───── Excerpt ─────
GRANTS PASS, Ore. — Scientists exploring an emerging undersea volcano near the islands of American Samoa in the South Pacific were so amazed to find eels living in the newly formed lava that they nicknamed the population "Eel City."
Hundreds and perhaps thousands of purplish-gray eels about a foot long were swimming around and hiding in the nooks and crevices at the summit of the new volcano at a depth of about 2,000 feet (600 meters), Craig Young, director of the University of Oregon's Oregon Institute of Marine Biology, said Wednesday.
"We were astounded," said Young. "Many of us had worked on hydrothermal vents in other parts of the ocean and had never seen or heard of anything like this before."
Spotted during volcano study
The discovery, as yet not reported in a scientific journal, was made on a joint expedition with a three-person submersible to observe the Vailulu'u Volcano, discovered in 1999 about 20 miles (32 kilometers) east of the island of Ta'u.
A sonar scan showed a shallowing of the caldera at the summit. On the first dive on March 30, geologist Hubert Staudigel saw another volcano growing out of the first, like Wizard Island in the middle of Crater Lake. Formed sometime in the last four years, it was dubbed Nafanua after the Samoan goddess of war.
Staudigel is a geologist at the University of California at San Diego's Scripps Institution of Oceanography.
Growing at a rate of about 8 inches (20 centimeters) a day, Nafanua had reached a height of nearly 1,000 feet (300 meters) and could go much higher, Staudigel said in a statement.
When the pilot of the submersible Pisces V settled in the murky waters of the caldera at Nafanua's summit, scores of eels swam out of the caves and crevices.
Young got his only look at them in a video that Staudigel brought to the surface. Young got to join the last of the expedition's three dives on April 1, which went to the outside of Vailulu'u, where they found more vents and some white microbial mats — but he never saw Eel City.
Life around hydrothermal vents
The life around hydrothermal vents normally draws energy from the hydrogen sulfide emitted, Young said. At other vents, scientists have found mats of microbes, tubeworms and mussels — but not eels, which would normally be expected to eat small invertebrates, such as shrimp.
Though the team gathered samples of the microbial mats, they could not capture an eel, Young said. That will have to wait for a return trip in July. As a result, they could not identify the eels, though they looked like something from the family Synaphobranchidae.
"Although you do see a lot of little eels in the deep sea in general — one here, one there — I have never seen an aggregation of eels anywhere in the deep sea," Young said. "We have no idea what they are eating.
"We want to figure out why we have only one kind of animal living around hydrothermal vents with nothing else but microbial mats as a source of food," said Young.
"I suppose it's possible they migrate up the water column and feed in the water column and migrate back down to the cracks and crevices to hang out. But it seems odd that a deep-sea fish that would normally be experiencing 2- to 5-degree Centigrade (35.6 degrees to 41 degrees Fahrenheit) water would be seeking out water that is warmer."
As for the new volcano, Staudigel said it would be kept under close observation.
───── Record excerpts ─────
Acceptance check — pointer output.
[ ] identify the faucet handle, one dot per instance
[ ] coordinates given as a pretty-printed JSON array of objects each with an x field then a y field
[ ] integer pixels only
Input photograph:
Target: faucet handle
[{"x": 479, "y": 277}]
─────
───── Record excerpts ─────
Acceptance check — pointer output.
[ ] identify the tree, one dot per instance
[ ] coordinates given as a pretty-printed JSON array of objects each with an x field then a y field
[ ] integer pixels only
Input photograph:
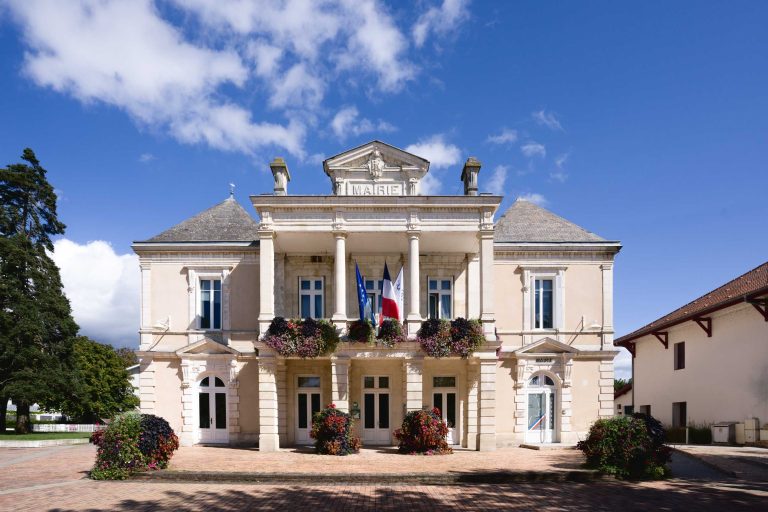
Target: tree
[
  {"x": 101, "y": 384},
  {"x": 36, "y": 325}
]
─────
**Problem 1**
For each statement below, say whether it agrees with the Eel City article. Answer yes or no and quote the deciding words. (a) The team captured an eel for identification. (b) Nafanua was named after the Samoan goddess of war. (c) Young saw Eel City during the expedition's dives.
**Problem 2**
List every year, month, or calendar date mentioned in the Eel City article.
**Problem 3**
According to the Eel City article, how fast was Nafanua growing?

**Exercise response 1**
(a) No: "they could not capture an eel"
(b) Yes: "it was dubbed Nafanua after the Samoan goddess of war"
(c) No: "but he never saw Eel City"

**Exercise response 2**
1999, March 30, April 1, July

**Exercise response 3**
About 8 inches (20 centimeters) a day.